◆ **EXERCISE DETAILS**
Everything from the line containing "base and give integer pixel coordinates." through the final line of the material is to be restated word for word, and only that.

***

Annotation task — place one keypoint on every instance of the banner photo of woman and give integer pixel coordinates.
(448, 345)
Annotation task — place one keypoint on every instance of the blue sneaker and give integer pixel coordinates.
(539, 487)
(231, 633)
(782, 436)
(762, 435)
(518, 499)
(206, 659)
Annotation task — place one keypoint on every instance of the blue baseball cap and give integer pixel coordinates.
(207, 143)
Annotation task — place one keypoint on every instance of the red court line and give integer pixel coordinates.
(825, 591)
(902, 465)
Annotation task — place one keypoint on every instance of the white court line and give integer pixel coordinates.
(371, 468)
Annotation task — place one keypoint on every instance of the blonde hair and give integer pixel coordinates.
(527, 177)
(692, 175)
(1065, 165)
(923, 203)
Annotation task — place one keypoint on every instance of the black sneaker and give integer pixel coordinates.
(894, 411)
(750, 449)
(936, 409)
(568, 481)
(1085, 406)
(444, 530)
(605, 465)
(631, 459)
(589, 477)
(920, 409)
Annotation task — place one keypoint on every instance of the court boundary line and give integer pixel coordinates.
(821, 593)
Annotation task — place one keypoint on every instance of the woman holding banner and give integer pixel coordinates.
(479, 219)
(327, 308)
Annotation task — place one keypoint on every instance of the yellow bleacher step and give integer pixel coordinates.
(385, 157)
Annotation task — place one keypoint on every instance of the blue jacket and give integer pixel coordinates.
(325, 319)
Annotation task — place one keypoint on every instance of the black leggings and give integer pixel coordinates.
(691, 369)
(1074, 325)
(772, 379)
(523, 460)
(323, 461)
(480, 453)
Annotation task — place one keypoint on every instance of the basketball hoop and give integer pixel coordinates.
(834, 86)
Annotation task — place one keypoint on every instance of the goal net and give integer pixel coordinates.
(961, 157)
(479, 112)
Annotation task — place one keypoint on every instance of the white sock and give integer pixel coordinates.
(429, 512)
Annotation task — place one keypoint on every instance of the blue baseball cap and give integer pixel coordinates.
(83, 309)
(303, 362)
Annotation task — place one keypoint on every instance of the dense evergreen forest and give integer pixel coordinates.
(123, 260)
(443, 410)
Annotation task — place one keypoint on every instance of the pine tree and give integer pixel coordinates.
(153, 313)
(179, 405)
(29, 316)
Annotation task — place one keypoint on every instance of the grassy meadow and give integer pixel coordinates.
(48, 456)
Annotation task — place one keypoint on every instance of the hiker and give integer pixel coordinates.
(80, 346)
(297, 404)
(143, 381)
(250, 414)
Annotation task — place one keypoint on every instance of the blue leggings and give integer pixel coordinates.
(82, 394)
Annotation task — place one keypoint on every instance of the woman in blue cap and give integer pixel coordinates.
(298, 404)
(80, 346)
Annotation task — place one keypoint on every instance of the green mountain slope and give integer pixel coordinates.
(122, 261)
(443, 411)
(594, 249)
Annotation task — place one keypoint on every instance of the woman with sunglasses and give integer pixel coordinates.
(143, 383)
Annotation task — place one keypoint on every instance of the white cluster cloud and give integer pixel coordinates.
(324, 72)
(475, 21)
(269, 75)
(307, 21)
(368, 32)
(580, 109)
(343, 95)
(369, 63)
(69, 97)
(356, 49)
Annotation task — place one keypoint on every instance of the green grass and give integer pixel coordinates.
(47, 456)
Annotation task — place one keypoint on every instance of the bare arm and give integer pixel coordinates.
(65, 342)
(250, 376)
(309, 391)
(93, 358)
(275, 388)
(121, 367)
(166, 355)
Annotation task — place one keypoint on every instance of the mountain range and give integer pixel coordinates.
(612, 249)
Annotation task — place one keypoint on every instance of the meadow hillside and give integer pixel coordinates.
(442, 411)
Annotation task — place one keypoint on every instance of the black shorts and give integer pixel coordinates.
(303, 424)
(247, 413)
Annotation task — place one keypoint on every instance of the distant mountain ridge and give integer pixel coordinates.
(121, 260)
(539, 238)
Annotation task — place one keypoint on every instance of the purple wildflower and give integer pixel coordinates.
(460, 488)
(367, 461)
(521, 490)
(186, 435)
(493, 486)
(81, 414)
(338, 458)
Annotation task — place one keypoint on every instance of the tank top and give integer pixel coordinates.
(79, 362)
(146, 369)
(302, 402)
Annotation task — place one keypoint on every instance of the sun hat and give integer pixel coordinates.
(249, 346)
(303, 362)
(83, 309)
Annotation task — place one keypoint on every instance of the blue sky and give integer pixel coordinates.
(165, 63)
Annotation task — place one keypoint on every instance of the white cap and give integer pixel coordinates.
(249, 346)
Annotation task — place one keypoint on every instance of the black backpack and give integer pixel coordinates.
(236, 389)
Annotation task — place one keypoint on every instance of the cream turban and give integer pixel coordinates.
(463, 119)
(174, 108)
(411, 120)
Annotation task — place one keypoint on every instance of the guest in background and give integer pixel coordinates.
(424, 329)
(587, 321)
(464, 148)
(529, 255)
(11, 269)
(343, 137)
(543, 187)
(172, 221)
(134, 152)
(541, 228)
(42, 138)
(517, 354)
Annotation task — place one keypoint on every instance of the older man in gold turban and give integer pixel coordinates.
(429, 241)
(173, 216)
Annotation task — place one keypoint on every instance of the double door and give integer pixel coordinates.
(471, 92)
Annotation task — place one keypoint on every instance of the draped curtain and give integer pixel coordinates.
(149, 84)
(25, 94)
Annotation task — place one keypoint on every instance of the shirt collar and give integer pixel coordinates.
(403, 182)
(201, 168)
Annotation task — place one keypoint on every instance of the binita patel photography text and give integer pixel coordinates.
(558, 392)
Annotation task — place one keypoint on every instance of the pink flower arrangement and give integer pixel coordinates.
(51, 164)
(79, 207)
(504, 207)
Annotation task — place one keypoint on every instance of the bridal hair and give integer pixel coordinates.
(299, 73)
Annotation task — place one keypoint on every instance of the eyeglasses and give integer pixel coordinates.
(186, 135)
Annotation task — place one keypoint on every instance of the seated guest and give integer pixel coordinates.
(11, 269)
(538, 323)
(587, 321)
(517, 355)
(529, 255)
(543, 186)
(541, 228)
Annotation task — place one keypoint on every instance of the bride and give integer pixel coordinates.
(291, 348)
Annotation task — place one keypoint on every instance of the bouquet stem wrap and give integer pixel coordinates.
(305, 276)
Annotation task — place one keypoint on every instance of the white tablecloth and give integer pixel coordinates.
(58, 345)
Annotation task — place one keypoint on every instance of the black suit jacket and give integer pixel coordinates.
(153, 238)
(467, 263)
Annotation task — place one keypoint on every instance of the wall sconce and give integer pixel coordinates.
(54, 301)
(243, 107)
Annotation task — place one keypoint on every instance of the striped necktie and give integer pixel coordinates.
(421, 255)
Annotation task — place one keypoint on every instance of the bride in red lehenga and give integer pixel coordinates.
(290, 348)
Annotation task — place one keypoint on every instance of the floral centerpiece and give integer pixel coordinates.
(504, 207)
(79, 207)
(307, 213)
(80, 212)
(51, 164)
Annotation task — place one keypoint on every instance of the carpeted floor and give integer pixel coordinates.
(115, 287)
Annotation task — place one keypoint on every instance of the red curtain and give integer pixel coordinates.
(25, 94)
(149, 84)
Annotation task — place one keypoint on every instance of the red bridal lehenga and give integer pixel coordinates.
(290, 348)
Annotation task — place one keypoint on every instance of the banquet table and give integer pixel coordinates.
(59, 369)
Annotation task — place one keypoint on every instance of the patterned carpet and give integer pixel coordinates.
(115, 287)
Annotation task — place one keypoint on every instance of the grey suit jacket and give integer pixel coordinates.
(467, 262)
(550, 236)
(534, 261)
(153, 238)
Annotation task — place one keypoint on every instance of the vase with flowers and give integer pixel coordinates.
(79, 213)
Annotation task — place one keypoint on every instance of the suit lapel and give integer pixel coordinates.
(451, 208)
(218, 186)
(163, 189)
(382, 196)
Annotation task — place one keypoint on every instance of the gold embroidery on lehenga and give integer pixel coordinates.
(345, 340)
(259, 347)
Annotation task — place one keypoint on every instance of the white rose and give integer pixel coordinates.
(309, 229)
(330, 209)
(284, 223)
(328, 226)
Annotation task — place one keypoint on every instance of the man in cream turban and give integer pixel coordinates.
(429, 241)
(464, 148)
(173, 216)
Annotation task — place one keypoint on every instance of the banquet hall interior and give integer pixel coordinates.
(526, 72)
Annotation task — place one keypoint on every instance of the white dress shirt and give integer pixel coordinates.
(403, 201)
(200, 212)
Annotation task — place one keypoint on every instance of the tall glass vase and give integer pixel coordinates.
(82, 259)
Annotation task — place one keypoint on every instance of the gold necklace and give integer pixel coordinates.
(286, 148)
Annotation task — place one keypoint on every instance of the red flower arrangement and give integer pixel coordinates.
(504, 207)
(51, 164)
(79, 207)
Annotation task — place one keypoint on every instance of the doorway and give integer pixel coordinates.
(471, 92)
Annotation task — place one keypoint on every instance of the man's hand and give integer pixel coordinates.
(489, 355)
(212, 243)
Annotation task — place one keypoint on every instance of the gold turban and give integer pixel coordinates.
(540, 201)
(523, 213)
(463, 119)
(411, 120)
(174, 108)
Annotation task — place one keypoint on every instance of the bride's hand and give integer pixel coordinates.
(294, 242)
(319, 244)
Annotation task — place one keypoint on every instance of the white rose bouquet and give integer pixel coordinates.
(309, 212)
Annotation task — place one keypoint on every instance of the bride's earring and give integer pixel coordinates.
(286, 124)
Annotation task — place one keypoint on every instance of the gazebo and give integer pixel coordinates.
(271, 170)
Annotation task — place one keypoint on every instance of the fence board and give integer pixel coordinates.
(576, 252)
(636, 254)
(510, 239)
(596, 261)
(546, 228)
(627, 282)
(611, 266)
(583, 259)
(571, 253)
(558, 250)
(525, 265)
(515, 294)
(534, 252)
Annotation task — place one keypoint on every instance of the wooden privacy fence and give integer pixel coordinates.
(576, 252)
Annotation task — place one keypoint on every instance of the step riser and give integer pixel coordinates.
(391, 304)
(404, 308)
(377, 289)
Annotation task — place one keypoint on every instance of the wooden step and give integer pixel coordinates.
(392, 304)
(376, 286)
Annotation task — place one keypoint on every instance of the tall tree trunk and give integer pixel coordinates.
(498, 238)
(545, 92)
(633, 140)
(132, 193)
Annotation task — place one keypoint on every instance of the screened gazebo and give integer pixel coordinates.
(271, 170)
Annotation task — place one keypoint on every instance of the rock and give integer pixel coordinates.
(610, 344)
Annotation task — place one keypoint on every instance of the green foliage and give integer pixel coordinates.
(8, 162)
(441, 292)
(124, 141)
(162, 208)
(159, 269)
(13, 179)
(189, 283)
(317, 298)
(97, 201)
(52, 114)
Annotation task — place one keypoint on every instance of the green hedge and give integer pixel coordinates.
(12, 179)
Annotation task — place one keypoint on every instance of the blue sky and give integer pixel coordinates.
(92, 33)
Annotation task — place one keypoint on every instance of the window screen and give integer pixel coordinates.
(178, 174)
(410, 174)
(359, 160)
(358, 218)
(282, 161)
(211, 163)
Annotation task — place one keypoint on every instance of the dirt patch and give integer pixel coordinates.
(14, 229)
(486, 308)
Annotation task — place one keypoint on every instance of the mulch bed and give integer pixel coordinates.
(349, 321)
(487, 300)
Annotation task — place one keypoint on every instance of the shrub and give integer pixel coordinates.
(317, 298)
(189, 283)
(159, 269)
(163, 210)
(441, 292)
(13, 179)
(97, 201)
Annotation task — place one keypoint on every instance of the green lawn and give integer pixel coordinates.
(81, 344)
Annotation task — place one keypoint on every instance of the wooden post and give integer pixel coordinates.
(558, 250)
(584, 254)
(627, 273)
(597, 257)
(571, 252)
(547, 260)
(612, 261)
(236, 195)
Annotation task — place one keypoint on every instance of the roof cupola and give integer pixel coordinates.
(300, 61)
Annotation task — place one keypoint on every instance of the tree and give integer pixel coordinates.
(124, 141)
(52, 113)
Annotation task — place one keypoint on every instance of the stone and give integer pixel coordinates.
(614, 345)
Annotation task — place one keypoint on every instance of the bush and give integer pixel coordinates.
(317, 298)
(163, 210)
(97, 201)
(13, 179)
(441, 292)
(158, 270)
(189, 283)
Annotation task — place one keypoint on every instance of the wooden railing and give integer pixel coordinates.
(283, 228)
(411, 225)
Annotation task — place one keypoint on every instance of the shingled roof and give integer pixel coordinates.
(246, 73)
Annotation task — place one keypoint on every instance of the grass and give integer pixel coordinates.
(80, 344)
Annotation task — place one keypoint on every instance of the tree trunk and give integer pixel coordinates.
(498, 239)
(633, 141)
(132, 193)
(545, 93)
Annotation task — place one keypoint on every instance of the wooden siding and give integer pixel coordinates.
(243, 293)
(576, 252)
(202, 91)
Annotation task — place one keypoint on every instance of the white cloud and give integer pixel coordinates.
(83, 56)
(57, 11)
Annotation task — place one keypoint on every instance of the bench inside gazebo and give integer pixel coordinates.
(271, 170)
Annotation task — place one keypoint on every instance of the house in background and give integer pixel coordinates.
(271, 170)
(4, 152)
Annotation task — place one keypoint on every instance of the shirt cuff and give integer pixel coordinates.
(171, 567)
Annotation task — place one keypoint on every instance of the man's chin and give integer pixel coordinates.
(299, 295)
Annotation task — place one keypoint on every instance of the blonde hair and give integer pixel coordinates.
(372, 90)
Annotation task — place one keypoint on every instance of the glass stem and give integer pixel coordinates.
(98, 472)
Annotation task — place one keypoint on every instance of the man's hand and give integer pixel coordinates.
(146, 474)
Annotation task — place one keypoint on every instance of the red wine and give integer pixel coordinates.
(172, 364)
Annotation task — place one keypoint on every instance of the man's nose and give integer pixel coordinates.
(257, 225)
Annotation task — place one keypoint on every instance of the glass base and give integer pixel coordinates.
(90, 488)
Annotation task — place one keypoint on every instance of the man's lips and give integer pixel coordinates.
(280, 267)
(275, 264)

***

◆ **ANSWER SECTION**
Annotation task — place one keypoint on every instance of the glass base and give integer pixel coordinates.
(90, 488)
Annotation task — place one keypoint on every instance of the man's lips and give integer pixel coordinates.
(280, 267)
(275, 264)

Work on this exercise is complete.